MATERIAL PROVIDED →
▬▬▬▬▬▬▬▬▬▬
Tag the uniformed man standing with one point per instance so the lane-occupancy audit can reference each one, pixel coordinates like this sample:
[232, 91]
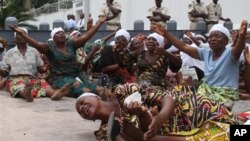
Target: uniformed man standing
[197, 12]
[111, 9]
[214, 14]
[158, 13]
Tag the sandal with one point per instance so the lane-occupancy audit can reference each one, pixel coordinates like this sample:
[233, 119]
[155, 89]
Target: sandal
[113, 128]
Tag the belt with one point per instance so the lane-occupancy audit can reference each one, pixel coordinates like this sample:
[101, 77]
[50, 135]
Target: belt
[113, 24]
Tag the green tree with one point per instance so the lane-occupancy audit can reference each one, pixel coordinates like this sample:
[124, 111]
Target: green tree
[14, 8]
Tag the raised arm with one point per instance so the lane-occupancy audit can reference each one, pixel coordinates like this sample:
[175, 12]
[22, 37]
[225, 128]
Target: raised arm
[42, 47]
[193, 52]
[240, 43]
[247, 73]
[85, 37]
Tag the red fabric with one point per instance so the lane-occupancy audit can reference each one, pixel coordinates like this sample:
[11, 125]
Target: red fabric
[128, 77]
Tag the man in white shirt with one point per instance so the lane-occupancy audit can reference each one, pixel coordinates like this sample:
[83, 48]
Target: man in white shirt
[80, 24]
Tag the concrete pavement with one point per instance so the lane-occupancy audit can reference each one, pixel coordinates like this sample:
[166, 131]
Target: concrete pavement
[43, 120]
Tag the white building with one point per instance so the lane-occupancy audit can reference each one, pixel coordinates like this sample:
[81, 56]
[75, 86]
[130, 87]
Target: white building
[132, 10]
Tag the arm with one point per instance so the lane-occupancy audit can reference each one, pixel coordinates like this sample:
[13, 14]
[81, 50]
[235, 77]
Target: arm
[247, 72]
[107, 37]
[193, 52]
[240, 44]
[85, 37]
[3, 73]
[113, 9]
[174, 62]
[42, 47]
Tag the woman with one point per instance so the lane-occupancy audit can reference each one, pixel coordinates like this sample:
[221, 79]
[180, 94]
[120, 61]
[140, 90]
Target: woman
[182, 112]
[218, 59]
[61, 53]
[152, 63]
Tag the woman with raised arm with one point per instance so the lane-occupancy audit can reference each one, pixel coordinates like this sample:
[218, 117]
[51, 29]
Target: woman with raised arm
[221, 62]
[61, 53]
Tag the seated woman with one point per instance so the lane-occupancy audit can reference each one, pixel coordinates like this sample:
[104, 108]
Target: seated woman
[218, 59]
[182, 112]
[61, 53]
[153, 63]
[21, 64]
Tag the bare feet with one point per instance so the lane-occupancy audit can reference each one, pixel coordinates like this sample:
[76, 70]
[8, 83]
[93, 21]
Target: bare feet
[130, 132]
[27, 93]
[61, 92]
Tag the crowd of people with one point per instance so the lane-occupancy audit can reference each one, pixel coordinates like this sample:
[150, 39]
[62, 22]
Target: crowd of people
[147, 87]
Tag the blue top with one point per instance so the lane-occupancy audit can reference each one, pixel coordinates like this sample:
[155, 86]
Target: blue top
[224, 71]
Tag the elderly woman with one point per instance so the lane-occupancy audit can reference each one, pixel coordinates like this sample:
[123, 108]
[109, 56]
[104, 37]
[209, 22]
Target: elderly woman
[112, 61]
[61, 52]
[152, 63]
[22, 73]
[221, 62]
[183, 114]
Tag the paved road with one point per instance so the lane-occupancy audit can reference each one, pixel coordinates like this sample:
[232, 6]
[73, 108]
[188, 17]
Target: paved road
▬▬▬▬▬▬▬▬▬▬
SHORT PROBLEM → Update all of the rows above so that "lane-occupancy audit" becomes "sidewalk-usage survey", with everything else left unchanged. Leave the pictures out of the answer.

RESPONSE FOR THIS EXERCISE →
Tag the uniformed man standing with one point per instance so the sidewalk-usage survey can reference each one, pixel coordinates like this sample:
[232, 91]
Target: uniformed man standing
[197, 12]
[111, 9]
[214, 14]
[158, 13]
Tag the sandal with one point per instance so the sidewalk-usage survey can reference each one, pixel coordinates like this sample:
[233, 119]
[155, 89]
Target: sandal
[113, 128]
Tag the belt with one point per instance so the sidewalk-usage survey can reference each one, pixel coordinates like this sample:
[101, 77]
[50, 135]
Target: belt
[113, 24]
Tag the green tree with one point per instance so the sidewalk-usage survey can reference each one, pixel coordinates like this sample:
[124, 111]
Target: green tree
[14, 8]
Tag the raised arm with one point per instance so the sidewalk-usage survey can reference each one, pixel coordinates like this sample:
[175, 12]
[22, 37]
[225, 128]
Target: raised arm
[42, 47]
[193, 52]
[240, 43]
[247, 73]
[85, 37]
Tag the red fabric with one point per instance so the sidewalk-usage survey can reference each one, pixel coordinates like this sample:
[11, 125]
Target: red fabric
[128, 77]
Tag the man in white shirt with one point per instance so the sidewalk-usage survey can reference each one, pixel coordinates like this sample:
[83, 48]
Target: man in white shirt
[80, 24]
Tag the concrete pavement with one point per instance so the sidewalk-usage survey can reference each one, pixel coordinates like this sample:
[166, 131]
Target: concrete pavement
[43, 120]
Tag the white building with one point per instance so the sidewalk-usage survey can reference each one, pixel coordinates like this sample:
[81, 56]
[75, 86]
[130, 87]
Target: white building
[132, 10]
Tag the arm with one point per instance so the sidewalk-usage survey can reference each one, pixel coordinates like this sample:
[13, 14]
[81, 50]
[235, 77]
Target: arm
[247, 72]
[107, 37]
[193, 52]
[240, 44]
[85, 37]
[3, 73]
[113, 9]
[174, 62]
[42, 47]
Tag the woman with one point per instance so the sidewalk-usage survey can reference each one, pixel coordinates like this sample:
[221, 79]
[180, 94]
[120, 61]
[140, 90]
Target: woman
[182, 112]
[218, 59]
[61, 53]
[152, 63]
Tag the woman with raised arm with one point per instance so the sidewalk-usage survey can reference each one, pixel coordinates like this sample:
[218, 117]
[51, 29]
Target: woman with raised arm
[221, 62]
[61, 53]
Tag the seated woman with one point per instance so the sidewalk-usage survey can reference each one, pixel coordinates like this sample:
[104, 108]
Target: seated woman
[218, 59]
[182, 112]
[61, 53]
[153, 63]
[21, 64]
Tag the bare feet with one point per instance so the sidewalk-usage survey can reference each one, pixel coordinates like this sample:
[76, 70]
[8, 83]
[93, 21]
Target: bare feet
[130, 132]
[27, 93]
[61, 92]
Tag the crowd of people with one point per instance so the sidewalk-usage survey can reference each one, pixel coordinates like this sample:
[150, 39]
[62, 22]
Target: crowd of people
[147, 87]
Tag the blue top with one point per instance so the sidewalk-usage survey can reference each one, pixel coordinates like this sample:
[155, 86]
Target: blue top
[224, 71]
Tag the elderly woman with one point per instance so the sidewalk-usage survey can reference each one, pixel coordinates like this sample:
[123, 108]
[109, 56]
[104, 37]
[209, 22]
Target: elderly woman
[112, 61]
[61, 52]
[152, 63]
[22, 73]
[221, 62]
[183, 114]
Tag the paved road with one point per instance so the sidewalk-usage survey can reference each one, pixel coordinates like this sample:
[232, 6]
[73, 108]
[188, 17]
Target: paved road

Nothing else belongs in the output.